Texto citado ->

El buen diseño, como todo conocimiento, no es gratuito. Al diseñador gráfico le ha llevado un tiempo, años, décadas, aprender a solucionar los problemas de comunicación de sus clientes. De ahí su coste, el valor del diseño
Cuando los diseñadores comentamos precios, a menudo toca justificar. Siempre, de hecho, en caso de que uno de los participantes de la conversación sea ajeno al gremio, como cuando se hacen públicos los costes en diseño de las instituciones o la inversión de una empresa en solucionar una imagen corporativa que no funcionaba, eso que cuando es un gasto en el sector de la banca se llama estímulo, pero a los diseñadores nos ha tocado cargar con el lastre de trabajar en una profesión joven y, realmente, aún desconocida.
Lo cierto es que no escucho a compañeros reconocer forrarse con esto, ni siquiera permitirse disfrutar de más vacaciones que el resto de profesiones (sino más bien todo lo contrario). Y es que uno de los estigmas del diseñador es la habilidad para olvidar los fines de semana del calendario. Si bien es cierto que en los 80 el negocio de la publicidad generó mucho dinero, los diseñadores de entonces estaban a la cola de todo aquello, con ese descuido o parcial desidia económica que es otro de los signos más generalizados de los diseñadores, y es que no nos gustan las calculadoras, ni hacer presupuestos ni encargarnos de facturas, somos torpes con los números, igual que, generalizando un poco más, no sabemos cómo va la liga ni qué equipo ha fichado a quién.

Material proporcionado ->
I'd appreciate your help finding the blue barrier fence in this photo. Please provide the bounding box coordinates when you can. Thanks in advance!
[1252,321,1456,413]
==
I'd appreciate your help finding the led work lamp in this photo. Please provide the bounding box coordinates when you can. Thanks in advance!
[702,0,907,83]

Consigna 1 -> Según el texto citado, ¿por qué el buen diseño no es gratuito? Explícalo en una a tres oraciones.
Consigna 2 -> Resume el texto citado en dos oraciones.
Para responder, basta con el texto citado.

Respuesta 1 -> El buen diseño no es gratuito porque, como todo conocimiento, al diseñador gráfico le ha llevado años e incluso décadas aprender a solucionar los problemas de comunicación de sus clientes. De ese tiempo de aprendizaje proceden su coste y el valor del diseño.

Respuesta 2 -> El texto sostiene que el buen diseño tiene un coste porque al diseñador le ha llevado años aprender a resolver problemas de comunicación, y que los diseñadores a menudo deben justificar sus precios, sobre todo ante personas ajenas a una profesión joven y aún desconocida. Añade que no se oye a colegas admitir que se enriquecen ni que disfrutan de más vacaciones, que suelen olvidar los fines de semana y que muestran descuido en lo económico, pues no les gustan los presupuestos ni las facturas.